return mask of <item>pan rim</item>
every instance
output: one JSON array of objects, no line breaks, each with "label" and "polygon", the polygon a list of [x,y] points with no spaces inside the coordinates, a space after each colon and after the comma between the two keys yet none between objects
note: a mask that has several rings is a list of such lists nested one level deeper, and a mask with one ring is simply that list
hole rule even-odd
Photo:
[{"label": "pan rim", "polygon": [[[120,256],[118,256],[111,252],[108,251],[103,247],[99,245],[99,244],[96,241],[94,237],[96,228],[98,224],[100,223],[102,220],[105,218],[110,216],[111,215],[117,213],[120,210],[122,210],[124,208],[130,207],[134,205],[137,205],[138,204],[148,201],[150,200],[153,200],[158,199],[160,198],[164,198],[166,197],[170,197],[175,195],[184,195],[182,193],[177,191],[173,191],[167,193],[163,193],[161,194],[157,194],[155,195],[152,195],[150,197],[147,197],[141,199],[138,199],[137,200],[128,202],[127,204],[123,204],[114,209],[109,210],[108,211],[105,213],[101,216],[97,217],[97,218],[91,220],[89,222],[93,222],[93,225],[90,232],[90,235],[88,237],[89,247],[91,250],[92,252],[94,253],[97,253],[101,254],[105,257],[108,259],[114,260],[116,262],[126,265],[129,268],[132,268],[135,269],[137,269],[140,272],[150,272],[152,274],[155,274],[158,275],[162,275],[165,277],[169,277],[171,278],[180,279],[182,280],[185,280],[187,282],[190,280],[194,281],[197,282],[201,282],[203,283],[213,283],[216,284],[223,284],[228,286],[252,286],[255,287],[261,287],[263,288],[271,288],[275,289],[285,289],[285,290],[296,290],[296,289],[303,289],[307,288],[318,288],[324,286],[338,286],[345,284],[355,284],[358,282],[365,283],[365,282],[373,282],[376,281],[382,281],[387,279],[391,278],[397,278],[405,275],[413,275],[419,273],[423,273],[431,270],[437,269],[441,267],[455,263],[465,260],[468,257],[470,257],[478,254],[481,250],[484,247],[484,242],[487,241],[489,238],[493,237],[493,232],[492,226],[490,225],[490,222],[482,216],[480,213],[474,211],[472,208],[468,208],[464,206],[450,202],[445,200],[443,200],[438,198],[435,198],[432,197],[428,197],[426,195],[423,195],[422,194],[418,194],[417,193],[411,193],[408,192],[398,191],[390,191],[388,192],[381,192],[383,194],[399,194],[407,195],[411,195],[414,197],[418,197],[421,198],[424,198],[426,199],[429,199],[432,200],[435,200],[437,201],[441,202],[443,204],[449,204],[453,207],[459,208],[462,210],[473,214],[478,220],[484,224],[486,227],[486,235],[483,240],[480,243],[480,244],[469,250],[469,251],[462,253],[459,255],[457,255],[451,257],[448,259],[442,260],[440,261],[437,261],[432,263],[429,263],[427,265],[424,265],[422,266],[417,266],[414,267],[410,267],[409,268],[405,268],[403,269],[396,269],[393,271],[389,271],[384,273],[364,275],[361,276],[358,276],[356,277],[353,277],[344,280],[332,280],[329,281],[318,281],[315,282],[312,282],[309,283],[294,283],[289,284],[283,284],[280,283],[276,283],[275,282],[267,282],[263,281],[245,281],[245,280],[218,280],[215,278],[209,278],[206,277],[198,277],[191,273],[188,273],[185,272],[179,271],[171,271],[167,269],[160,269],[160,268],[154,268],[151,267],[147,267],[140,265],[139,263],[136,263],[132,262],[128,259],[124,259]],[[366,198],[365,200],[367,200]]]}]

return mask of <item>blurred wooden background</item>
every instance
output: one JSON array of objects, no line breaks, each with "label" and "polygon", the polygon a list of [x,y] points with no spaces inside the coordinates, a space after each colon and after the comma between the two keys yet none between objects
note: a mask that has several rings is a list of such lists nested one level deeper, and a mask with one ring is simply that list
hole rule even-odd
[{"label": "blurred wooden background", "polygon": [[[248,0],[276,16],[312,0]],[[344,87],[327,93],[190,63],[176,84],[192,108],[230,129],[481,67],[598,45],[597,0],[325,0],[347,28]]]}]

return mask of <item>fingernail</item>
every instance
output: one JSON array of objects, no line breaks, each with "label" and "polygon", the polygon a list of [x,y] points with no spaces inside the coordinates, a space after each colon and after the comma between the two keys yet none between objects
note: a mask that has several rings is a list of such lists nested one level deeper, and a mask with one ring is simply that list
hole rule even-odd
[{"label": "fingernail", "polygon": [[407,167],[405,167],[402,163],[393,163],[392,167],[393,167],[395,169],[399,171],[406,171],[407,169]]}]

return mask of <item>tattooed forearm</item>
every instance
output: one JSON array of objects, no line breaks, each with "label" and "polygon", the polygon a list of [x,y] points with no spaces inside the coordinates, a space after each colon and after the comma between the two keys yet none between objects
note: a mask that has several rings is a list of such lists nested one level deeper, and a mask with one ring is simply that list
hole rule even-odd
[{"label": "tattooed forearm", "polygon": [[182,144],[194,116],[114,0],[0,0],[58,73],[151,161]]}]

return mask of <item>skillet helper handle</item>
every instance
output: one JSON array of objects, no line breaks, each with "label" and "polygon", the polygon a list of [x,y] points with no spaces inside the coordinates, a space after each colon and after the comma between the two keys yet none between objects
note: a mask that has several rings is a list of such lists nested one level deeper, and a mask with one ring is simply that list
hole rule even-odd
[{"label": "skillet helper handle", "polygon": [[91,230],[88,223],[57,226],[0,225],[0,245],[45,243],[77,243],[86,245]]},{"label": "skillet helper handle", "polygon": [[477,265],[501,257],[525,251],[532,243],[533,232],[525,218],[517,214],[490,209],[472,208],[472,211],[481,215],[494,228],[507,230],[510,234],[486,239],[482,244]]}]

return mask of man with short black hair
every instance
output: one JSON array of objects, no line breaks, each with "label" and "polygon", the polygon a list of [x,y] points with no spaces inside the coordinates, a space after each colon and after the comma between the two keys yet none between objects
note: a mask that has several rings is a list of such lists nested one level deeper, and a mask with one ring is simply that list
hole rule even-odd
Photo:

• Work instructions:
Render every line of the records above as a numbered list, leaving out the blank lines.

• Answer below:
1. return mask of <item>pan rim</item>
2. every instance
3. output: one JSON array of objects, no line breaks, each with "label" and "polygon", the polygon a list of [x,y] points with no spaces inside the coordinates, a space after each colon and after the comma between the two keys yet none between objects
4. note: a mask that has several rings is a list of such lists nested one level deeper, and a mask with one ring is simply that list
5. hole rule even-odd
6. Photo:
7. [{"label": "pan rim", "polygon": [[[120,256],[118,256],[111,252],[108,251],[103,247],[99,245],[99,244],[96,241],[94,237],[96,228],[98,224],[100,223],[102,220],[105,218],[110,216],[111,215],[117,213],[120,210],[122,210],[124,208],[130,207],[134,205],[137,205],[138,204],[148,201],[150,200],[153,200],[158,199],[160,198],[164,198],[166,197],[170,197],[175,195],[184,195],[182,193],[177,191],[173,191],[167,193],[163,193],[161,194],[157,194],[155,195],[152,195],[150,197],[147,197],[141,199],[138,199],[137,200],[128,202],[127,204],[123,204],[114,209],[109,210],[108,211],[105,213],[101,216],[97,217],[97,218],[91,220],[89,222],[93,222],[93,225],[90,232],[90,235],[88,237],[89,247],[91,250],[92,252],[94,253],[97,253],[101,254],[105,257],[108,259],[114,260],[116,262],[126,265],[129,268],[132,268],[135,269],[137,269],[140,272],[150,272],[152,274],[155,274],[158,275],[162,275],[165,277],[169,277],[171,278],[180,279],[182,280],[185,280],[187,282],[190,280],[194,281],[197,282],[201,282],[203,283],[213,283],[216,284],[223,284],[228,286],[252,286],[255,287],[261,287],[263,288],[271,288],[275,289],[285,289],[285,290],[296,290],[296,289],[303,289],[307,288],[318,288],[324,286],[338,286],[345,284],[355,284],[358,282],[365,283],[365,282],[373,282],[376,281],[382,281],[387,279],[391,278],[397,278],[405,275],[413,275],[419,273],[423,273],[431,270],[437,269],[441,267],[455,263],[465,260],[468,257],[470,257],[478,254],[481,250],[484,247],[484,242],[487,241],[489,238],[493,237],[493,232],[492,226],[490,225],[490,222],[482,216],[480,213],[474,211],[472,208],[468,208],[464,206],[450,202],[445,200],[443,200],[438,198],[435,198],[432,197],[428,197],[426,195],[423,195],[422,194],[418,194],[417,193],[411,193],[408,192],[398,191],[390,191],[388,192],[381,192],[383,194],[399,194],[407,195],[411,195],[414,197],[418,197],[421,198],[424,198],[426,199],[429,199],[432,200],[435,200],[437,201],[441,202],[443,204],[449,204],[453,207],[459,208],[462,210],[473,214],[478,220],[484,224],[486,227],[486,235],[483,240],[480,243],[480,244],[469,250],[469,251],[462,253],[459,255],[457,255],[451,257],[448,259],[442,260],[440,261],[437,261],[432,263],[429,263],[427,265],[424,265],[422,266],[417,266],[414,267],[410,267],[409,268],[405,268],[403,269],[396,269],[393,271],[389,271],[384,273],[364,275],[361,276],[358,276],[356,277],[353,277],[344,280],[332,280],[329,281],[318,281],[315,282],[312,282],[309,283],[294,283],[289,284],[283,284],[280,283],[276,283],[275,282],[267,282],[263,281],[245,281],[245,280],[218,280],[215,278],[209,278],[206,277],[198,277],[191,273],[188,273],[185,272],[179,271],[171,271],[167,269],[160,269],[160,268],[154,268],[151,267],[147,267],[140,265],[139,263],[136,263],[132,262],[128,259],[124,259]],[[366,198],[365,200],[367,200]]]}]
8. return mask of <item>blurred wooden background</item>
9. every instance
10. output: one JSON array of objects, no line breaks, each with "label" and "polygon", the polygon a list of [x,y] points with no spaces inside the coordinates, a space after each colon and after the comma between the two keys yet none between objects
11. note: a mask that has several rings is a list of such lists nested one level deeper, and a mask with one ring is simply that list
12. hole rule even-odd
13. [{"label": "blurred wooden background", "polygon": [[[248,0],[276,16],[312,0]],[[344,87],[327,93],[190,63],[176,84],[192,108],[230,129],[481,67],[598,45],[597,0],[325,0],[347,28]]]}]
14. return mask of <item>fingernail</item>
15. every instance
16. output: one JSON array of objects, no line breaks, each with "label" and "polygon", the polygon a list of [x,y] points with no spaces inside the coordinates, a space after each colon and after the comma between the two keys yet none between objects
17. note: a mask that has several rings is a list of such lists nested one level deeper, and a mask with one ring is simply that list
18. hole rule even-odd
19. [{"label": "fingernail", "polygon": [[407,167],[405,167],[402,163],[393,163],[392,167],[393,167],[395,169],[399,171],[406,171],[407,169]]}]
20. return mask of <item>tattooed forearm</item>
21. every instance
22. output: one JSON array of objects, no line breaks, each with "label" and "polygon", the polygon a list of [x,y] points with no spaces inside the coordinates, a space after each colon and after the comma between the two keys yet none between objects
23. note: a mask that has several rings is a list of such lists nested one level deeper, and a mask with one ring is simply that list
24. hole rule even-odd
25. [{"label": "tattooed forearm", "polygon": [[182,144],[194,116],[114,0],[0,0],[58,73],[151,161]]}]
26. return mask of <item>skillet helper handle</item>
27. every instance
28. output: one JSON array of objects, no line breaks, each with "label" and "polygon", the polygon a list of [x,y] points with no spaces inside the coordinates, a space after each colon and after the comma between the two keys yet none between objects
29. note: a mask that has several rings is a list of such lists nested one level deeper, and a mask with one ring is simply that list
30. hole rule even-odd
31. [{"label": "skillet helper handle", "polygon": [[91,230],[88,223],[57,226],[0,225],[0,245],[45,243],[77,243],[86,245]]},{"label": "skillet helper handle", "polygon": [[477,265],[501,257],[525,251],[532,243],[533,232],[525,218],[517,214],[490,209],[472,208],[472,211],[481,215],[494,228],[507,230],[510,234],[486,239],[482,244]]}]
32. return mask of man with short black hair
33. every instance
34. output: one JSON array of objects, no line breaks, each with "label" and "polygon", the polygon a list of [x,y] points with no spaces inside the coordinates, a space after each colon and after the comma between the two keys yet none between objects
35. note: a mask that has several rings is a list of such lists nested one level deeper, and a mask with one ring is simply that list
36. hole rule even-odd
37. Photo:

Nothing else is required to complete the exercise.